→ **What the task requires**:
Copy every record exactly as it appears in the data below.

→ **Dataset extract**:
------------------------

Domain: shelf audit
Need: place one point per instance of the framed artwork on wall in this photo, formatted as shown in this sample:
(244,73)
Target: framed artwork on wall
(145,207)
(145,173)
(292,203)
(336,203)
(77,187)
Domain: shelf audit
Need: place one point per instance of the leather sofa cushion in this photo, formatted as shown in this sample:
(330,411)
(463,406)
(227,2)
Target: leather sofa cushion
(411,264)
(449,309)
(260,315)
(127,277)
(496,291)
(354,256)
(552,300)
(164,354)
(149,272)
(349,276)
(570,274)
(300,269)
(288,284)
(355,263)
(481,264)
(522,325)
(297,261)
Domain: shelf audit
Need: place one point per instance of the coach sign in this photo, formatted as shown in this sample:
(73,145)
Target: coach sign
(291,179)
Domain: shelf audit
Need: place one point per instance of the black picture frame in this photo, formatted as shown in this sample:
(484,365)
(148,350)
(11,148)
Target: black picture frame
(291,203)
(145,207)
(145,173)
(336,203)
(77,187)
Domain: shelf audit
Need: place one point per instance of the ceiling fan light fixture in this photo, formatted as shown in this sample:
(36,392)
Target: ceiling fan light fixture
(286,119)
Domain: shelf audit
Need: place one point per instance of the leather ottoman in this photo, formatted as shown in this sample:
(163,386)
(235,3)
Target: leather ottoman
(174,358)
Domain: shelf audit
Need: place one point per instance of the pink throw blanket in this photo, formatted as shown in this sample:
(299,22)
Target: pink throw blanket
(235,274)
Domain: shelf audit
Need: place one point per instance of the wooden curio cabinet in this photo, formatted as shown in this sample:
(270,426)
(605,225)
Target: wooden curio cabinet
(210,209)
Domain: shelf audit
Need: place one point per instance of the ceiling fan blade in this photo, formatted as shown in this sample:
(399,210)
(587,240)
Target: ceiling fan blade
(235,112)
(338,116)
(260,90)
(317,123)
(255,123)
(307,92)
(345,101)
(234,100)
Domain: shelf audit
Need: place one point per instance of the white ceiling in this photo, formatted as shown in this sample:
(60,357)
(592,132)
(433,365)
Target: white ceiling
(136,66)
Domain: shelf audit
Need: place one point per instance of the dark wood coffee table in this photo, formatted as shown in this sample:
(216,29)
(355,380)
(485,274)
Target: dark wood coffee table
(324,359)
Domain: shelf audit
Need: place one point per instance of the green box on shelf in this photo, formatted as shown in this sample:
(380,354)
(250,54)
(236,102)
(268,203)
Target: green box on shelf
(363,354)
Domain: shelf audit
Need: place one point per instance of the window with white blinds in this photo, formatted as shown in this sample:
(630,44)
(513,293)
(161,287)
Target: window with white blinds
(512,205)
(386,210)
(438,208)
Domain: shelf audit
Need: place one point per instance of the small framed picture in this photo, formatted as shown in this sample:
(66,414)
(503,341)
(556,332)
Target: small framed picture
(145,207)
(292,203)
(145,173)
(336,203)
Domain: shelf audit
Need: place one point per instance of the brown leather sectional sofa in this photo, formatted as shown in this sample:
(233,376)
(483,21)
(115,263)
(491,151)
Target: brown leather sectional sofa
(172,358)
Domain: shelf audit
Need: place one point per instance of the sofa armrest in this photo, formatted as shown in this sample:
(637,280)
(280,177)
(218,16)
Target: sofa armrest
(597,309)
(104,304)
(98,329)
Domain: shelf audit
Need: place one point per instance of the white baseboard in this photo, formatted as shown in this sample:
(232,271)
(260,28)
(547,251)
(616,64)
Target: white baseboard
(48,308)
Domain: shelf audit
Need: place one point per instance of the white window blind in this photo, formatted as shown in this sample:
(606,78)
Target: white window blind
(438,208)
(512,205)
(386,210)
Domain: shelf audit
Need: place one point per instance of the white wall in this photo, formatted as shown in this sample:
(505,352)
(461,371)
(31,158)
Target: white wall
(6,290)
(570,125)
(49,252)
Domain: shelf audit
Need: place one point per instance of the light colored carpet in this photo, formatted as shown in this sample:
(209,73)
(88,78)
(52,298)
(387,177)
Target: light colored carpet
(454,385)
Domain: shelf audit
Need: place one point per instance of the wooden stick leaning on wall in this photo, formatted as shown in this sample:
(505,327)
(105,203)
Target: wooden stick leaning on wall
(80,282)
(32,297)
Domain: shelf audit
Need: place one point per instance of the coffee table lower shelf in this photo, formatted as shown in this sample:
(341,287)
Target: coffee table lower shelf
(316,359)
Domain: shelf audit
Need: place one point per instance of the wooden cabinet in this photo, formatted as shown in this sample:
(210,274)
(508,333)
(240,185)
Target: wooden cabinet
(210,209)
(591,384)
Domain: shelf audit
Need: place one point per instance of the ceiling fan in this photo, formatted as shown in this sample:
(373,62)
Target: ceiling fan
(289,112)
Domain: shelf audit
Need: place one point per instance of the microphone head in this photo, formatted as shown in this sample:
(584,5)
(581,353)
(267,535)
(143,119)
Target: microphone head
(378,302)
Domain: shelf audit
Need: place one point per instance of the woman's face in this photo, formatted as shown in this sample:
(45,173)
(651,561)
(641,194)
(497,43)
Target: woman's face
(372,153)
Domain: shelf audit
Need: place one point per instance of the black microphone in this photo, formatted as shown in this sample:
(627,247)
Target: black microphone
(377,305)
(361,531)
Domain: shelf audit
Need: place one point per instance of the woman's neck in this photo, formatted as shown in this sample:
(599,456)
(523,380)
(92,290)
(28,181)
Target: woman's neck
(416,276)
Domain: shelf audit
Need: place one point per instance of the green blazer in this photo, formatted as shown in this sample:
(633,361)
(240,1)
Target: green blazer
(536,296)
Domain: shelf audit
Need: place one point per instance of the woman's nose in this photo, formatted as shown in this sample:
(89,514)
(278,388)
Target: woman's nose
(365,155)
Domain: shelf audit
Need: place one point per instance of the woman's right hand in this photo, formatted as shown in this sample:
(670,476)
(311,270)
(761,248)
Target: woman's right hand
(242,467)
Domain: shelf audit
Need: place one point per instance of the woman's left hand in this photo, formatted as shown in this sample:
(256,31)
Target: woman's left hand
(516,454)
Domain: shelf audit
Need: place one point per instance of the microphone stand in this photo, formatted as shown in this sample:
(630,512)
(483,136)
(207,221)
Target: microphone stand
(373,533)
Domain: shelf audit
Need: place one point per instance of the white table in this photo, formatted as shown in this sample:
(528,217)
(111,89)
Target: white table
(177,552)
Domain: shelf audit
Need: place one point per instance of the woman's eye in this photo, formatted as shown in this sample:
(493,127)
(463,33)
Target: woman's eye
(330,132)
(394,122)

------------------------

→ **Response below**:
Domain: shelf audit
Need: place one point per instance of the framed artwork on wall in this photo, formatted as shown in this sample:
(244,73)
Target: framed artwork on wall
(145,207)
(145,173)
(292,203)
(336,203)
(77,187)
Domain: shelf audit
Need: place one point per instance of the leather sofa cushion in this photo, formatted as shown in this sample:
(330,411)
(463,406)
(227,2)
Target: leather sofa cushion
(411,264)
(449,309)
(260,315)
(127,277)
(496,291)
(354,256)
(552,300)
(164,354)
(149,272)
(349,276)
(570,274)
(300,269)
(288,284)
(355,263)
(481,264)
(522,325)
(297,261)
Domain: shelf audit
Need: place one point per instance of the coach sign in this photo, formatted as shown in this sample:
(73,145)
Target: coach sign
(291,179)
Domain: shelf audit
Need: place one point per instance of the black picture frame in this photo, formatted as shown in this sample:
(484,365)
(148,350)
(11,148)
Target: black picture frame
(291,203)
(145,207)
(145,173)
(336,203)
(77,187)
Domain: shelf audit
Need: place one point per instance of the ceiling fan light fixture in this photo, formatted as shown in this sample:
(36,392)
Target: ceiling fan light fixture
(286,119)
Domain: shelf audit
Need: place one point per instance of the leather ottoman in this photo, formatted as shown in this sample:
(163,386)
(235,3)
Target: leather ottoman
(174,358)
Domain: shelf audit
Need: place one point per instance of the pink throw blanket in this photo, formatted as shown in this sample:
(299,22)
Target: pink throw blanket
(235,274)
Domain: shelf audit
Need: place one point per instance of the wooden curio cabinet in this photo, formatted as shown in this sample:
(270,426)
(605,225)
Target: wooden curio cabinet
(210,209)
Domain: shelf audit
Need: place one point per instance of the ceiling fan blade in this photo, formatted as shown in this sample:
(399,210)
(587,240)
Target: ceiling fan blade
(235,112)
(338,116)
(260,90)
(317,123)
(255,123)
(307,92)
(345,101)
(234,100)
Domain: shelf audit
Need: place one point per instance of the white ceiling in this photo, formatted as shown in this sample:
(60,357)
(592,132)
(433,365)
Target: white ceiling
(136,66)
Domain: shelf audit
Need: place one point per instance of the dark wood coffee table in this photo, formatted as shown in this sample:
(216,29)
(355,380)
(485,274)
Target: dark wood coffee table
(324,359)
Domain: shelf audit
Need: place one point per instance of the green box on shelf in this photo, formatted as shown in this sample:
(380,354)
(250,54)
(236,102)
(268,203)
Target: green box on shelf
(363,354)
Domain: shelf audit
Need: place one point per instance of the window with white blinds in this photo, formatted as shown in this sample:
(630,44)
(513,293)
(161,287)
Target: window with white blinds
(512,205)
(386,210)
(438,208)
Domain: shelf audit
Need: place one point per instance of the small framed picture in this photo, formatted as shown in this sample:
(66,414)
(503,341)
(556,332)
Target: small framed picture
(145,207)
(292,203)
(145,173)
(336,203)
Domain: shelf audit
Need: place one point per instance of the brown leather sectional sofa in this photo, formatted as shown in this sample:
(233,376)
(483,21)
(115,263)
(491,151)
Target: brown leather sectional sofa
(172,358)
Domain: shelf audit
Need: place one point per instance of the sofa armrest in this photo, formatted as shown in this sample:
(637,280)
(280,177)
(218,16)
Target: sofa armrest
(597,309)
(104,304)
(98,329)
Domain: shelf audit
Need: place one point per instance of the white baseboard in this photo, formatted as shown in this sample:
(232,271)
(260,28)
(547,251)
(616,64)
Target: white baseboard
(48,308)
Domain: shelf audit
Need: place one point per instance of the white window blind in this photo, formatted as shown in this sample:
(606,78)
Target: white window blind
(438,208)
(512,205)
(386,210)
Domain: shelf audit
Need: place one point per instance of the white wall in this photo, formatted as shown in this sample:
(505,352)
(461,371)
(31,158)
Target: white wall
(6,290)
(570,125)
(49,252)
Domain: shelf audit
Need: place one point per instance of the light colored carpet in this photo, formatted as shown in this sample:
(209,73)
(88,78)
(52,298)
(387,177)
Target: light colored carpet
(454,385)
Domain: shelf audit
Need: place one point per instance of the wooden stick leaning on wall in this photo, formatted as shown in this sample:
(505,327)
(105,203)
Target: wooden stick leaning on wall
(80,282)
(32,297)
Domain: shelf audit
Need: place one point per instance of the coffee table lower shelf in this photo, formatted as shown in this sample:
(341,287)
Target: coffee table lower shelf
(316,359)
Domain: shelf audit
Need: place one point per instance of the wooden cabinet in this photo, formatted as shown in this sample:
(210,274)
(508,333)
(240,185)
Target: wooden cabinet
(210,209)
(591,384)
Domain: shelf audit
Need: place one point per instance of the ceiling fan in this photo, formatted as shown in this sample:
(373,62)
Target: ceiling fan
(289,112)
Domain: shelf audit
Need: place one point per instance of the microphone head in this photo, formatted as shown in this sample:
(584,5)
(581,353)
(267,535)
(143,119)
Target: microphone head
(378,302)
Domain: shelf audit
Need: place one point per instance of the woman's face in this photo, formatted as shown in this sample:
(45,173)
(651,561)
(641,194)
(497,43)
Target: woman's face
(372,153)
Domain: shelf audit
Need: place one point per instance of the black microphone in this photo, formatted as shown in this sample:
(627,247)
Target: black microphone
(377,305)
(361,531)
Domain: shelf audit
Need: place one point per instance of the woman's neck in this photo, formatted as shown in this sample:
(599,456)
(523,380)
(92,290)
(28,181)
Target: woman's neck
(416,276)
Domain: shelf audit
Need: place one point per instance of the green blazer in this photo, formatted as shown in this sample:
(633,361)
(240,1)
Target: green blazer
(536,296)
Domain: shelf audit
Need: place one point per instance of the woman's nose in this photo, formatted as shown in this sample:
(89,514)
(278,388)
Target: woman's nose
(365,155)
Domain: shelf audit
Need: place one point per instance of the woman's right hand in this photo, formatted as shown in this sample:
(670,476)
(311,270)
(761,248)
Target: woman's right hand
(242,467)
Domain: shelf audit
Need: place one point per instance of the woman's left hand in this photo, formatted as shown in this sample:
(256,31)
Target: woman's left hand
(516,454)
Domain: shelf audit
Need: place one point per instance of the microphone stand in this photo, formatted as shown in this sample:
(630,512)
(483,136)
(207,221)
Target: microphone stand
(373,533)
Domain: shelf audit
Need: place one point per instance of the white table in this photo, formatted as shown in this sample:
(528,217)
(111,89)
Target: white table
(177,552)
Domain: shelf audit
Need: place one point per instance of the woman's eye in this photo, formatted as shown in this sample:
(493,127)
(463,33)
Target: woman's eye
(330,132)
(394,122)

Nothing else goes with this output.